# Stated task:
Set down the data below word for word, starting with the line that contains "One point goes on every instance of the setting" and going on through the end of the data.

# Extracted records:
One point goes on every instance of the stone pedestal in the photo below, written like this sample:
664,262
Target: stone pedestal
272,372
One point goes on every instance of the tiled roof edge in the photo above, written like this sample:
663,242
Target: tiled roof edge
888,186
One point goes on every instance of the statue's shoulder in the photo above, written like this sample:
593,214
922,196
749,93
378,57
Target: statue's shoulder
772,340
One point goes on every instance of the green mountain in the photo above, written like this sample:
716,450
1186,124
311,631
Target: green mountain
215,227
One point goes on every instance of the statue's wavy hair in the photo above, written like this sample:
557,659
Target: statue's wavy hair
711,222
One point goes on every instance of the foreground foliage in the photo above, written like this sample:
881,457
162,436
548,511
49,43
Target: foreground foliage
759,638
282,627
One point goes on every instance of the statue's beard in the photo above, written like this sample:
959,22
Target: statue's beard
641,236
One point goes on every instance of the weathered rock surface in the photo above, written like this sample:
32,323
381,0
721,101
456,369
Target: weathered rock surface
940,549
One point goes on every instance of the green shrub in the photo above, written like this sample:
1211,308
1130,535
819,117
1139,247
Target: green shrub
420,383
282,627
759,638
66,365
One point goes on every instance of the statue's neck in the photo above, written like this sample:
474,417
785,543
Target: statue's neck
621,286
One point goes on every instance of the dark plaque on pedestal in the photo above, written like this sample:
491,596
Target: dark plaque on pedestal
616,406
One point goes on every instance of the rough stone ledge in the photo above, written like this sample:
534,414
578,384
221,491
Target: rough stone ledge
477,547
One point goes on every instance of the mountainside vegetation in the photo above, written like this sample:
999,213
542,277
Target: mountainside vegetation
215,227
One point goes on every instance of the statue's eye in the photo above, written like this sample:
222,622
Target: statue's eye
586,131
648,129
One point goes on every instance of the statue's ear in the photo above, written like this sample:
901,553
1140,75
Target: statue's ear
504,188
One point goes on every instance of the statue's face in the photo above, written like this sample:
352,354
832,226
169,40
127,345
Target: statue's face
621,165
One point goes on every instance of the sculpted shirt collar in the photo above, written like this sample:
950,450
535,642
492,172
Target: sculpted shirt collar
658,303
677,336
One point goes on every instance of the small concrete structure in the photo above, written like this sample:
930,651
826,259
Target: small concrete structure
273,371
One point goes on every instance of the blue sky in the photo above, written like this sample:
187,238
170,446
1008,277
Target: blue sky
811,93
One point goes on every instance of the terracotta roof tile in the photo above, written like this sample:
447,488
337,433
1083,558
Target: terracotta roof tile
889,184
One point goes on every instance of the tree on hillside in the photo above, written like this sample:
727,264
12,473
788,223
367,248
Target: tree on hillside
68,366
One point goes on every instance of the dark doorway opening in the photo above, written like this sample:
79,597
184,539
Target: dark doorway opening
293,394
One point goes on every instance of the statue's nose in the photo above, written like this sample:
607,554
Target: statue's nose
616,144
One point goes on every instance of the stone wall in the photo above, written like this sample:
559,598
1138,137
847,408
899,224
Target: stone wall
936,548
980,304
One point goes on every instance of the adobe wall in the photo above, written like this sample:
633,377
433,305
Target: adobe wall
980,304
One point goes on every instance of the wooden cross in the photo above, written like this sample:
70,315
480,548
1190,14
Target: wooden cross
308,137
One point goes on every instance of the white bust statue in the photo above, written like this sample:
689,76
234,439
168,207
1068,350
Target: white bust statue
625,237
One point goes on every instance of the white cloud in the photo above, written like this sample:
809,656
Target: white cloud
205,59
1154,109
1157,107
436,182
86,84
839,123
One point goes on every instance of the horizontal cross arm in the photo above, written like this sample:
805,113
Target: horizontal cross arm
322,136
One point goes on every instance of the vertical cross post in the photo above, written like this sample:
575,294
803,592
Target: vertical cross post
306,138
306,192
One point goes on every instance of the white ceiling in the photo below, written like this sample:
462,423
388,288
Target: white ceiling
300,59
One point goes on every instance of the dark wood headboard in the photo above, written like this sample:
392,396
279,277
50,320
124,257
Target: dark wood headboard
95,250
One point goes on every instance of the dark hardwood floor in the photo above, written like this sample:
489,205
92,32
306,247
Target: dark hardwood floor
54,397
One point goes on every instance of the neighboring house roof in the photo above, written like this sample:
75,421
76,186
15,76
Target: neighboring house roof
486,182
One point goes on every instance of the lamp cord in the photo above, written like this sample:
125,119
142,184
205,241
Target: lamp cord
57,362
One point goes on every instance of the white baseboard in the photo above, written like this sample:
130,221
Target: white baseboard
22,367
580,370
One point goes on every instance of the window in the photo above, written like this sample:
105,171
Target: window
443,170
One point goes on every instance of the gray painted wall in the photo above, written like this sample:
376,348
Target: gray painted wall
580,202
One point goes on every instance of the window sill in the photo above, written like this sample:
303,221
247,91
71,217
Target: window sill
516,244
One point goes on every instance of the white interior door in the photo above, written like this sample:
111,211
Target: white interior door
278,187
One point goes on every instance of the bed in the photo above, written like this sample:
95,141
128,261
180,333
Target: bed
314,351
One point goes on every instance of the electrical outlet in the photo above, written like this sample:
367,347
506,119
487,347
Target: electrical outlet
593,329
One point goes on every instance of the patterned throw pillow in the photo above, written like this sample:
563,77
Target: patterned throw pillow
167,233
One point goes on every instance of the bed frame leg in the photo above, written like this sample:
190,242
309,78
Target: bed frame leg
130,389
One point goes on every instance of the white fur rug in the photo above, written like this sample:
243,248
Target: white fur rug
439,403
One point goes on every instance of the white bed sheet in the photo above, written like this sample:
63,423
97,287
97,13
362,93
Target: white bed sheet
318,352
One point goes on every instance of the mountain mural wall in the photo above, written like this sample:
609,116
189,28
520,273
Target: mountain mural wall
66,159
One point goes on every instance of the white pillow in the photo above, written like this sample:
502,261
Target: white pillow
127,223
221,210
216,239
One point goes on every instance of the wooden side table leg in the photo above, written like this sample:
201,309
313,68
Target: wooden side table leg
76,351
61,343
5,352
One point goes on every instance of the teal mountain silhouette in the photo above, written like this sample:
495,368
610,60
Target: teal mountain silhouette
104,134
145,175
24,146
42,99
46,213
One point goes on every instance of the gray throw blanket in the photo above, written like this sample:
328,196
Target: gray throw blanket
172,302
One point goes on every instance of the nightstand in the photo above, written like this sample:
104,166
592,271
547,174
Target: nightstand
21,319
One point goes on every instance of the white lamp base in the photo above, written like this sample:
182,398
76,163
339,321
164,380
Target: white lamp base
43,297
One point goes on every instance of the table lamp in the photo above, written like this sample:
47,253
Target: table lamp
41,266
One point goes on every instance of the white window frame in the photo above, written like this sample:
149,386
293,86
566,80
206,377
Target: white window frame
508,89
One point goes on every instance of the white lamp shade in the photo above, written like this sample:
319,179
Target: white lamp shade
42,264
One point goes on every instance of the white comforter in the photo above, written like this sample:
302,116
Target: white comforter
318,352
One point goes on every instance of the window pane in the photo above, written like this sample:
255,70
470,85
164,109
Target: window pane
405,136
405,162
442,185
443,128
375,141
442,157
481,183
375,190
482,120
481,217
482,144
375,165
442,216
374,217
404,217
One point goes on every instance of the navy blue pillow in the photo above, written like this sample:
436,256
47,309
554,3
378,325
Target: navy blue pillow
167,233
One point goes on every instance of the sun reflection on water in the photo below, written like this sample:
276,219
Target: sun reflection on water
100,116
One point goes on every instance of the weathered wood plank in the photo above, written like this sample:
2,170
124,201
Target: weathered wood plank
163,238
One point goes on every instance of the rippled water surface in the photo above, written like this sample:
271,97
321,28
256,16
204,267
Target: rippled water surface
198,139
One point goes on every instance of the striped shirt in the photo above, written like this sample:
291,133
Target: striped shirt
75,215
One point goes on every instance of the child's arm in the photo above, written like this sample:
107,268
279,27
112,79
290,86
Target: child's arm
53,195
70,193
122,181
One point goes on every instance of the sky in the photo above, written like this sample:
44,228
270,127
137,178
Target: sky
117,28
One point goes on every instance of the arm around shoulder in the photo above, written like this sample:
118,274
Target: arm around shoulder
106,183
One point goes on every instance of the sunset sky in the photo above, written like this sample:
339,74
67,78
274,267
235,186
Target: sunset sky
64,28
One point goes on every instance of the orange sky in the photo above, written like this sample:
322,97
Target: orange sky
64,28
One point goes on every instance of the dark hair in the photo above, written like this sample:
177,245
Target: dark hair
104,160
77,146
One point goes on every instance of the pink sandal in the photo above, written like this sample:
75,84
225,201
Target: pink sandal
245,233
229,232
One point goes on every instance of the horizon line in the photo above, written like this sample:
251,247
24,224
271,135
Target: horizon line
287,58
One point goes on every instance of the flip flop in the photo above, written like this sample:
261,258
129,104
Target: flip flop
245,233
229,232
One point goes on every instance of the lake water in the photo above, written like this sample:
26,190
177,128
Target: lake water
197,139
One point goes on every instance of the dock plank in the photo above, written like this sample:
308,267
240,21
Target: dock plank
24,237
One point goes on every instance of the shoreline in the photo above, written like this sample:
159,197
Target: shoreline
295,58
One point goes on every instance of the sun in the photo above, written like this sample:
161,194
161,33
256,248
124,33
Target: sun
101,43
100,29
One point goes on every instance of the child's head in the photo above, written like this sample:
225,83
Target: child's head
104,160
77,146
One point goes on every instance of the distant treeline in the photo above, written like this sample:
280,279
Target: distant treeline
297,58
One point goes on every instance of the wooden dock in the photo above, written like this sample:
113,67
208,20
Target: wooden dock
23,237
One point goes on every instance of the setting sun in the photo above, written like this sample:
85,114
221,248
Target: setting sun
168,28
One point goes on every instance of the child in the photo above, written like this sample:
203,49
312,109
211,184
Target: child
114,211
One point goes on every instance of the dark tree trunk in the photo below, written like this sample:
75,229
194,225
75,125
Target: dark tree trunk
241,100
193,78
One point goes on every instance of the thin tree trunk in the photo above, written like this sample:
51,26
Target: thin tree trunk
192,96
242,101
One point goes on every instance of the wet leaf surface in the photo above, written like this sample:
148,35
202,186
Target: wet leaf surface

# Result of the exercise:
One point goes on every instance of the setting sun in the photo above, written like this sample:
85,114
221,248
Target: setting sun
168,28
One point goes on every instance of the child in the photo above, written like this sample:
203,49
312,109
211,184
Target: child
114,211
One point goes on every instance of the dark tree trunk in the photo below, written like this sample:
75,229
194,225
75,125
Target: dark tree trunk
241,100
193,78
One point goes on every instance of the thin tree trunk in the photo above, written like this sample:
51,26
Target: thin tree trunk
192,96
242,101
One point goes on every instance of the wet leaf surface in the photo above, written like this sample:
148,35
202,186
Target: wet leaf surface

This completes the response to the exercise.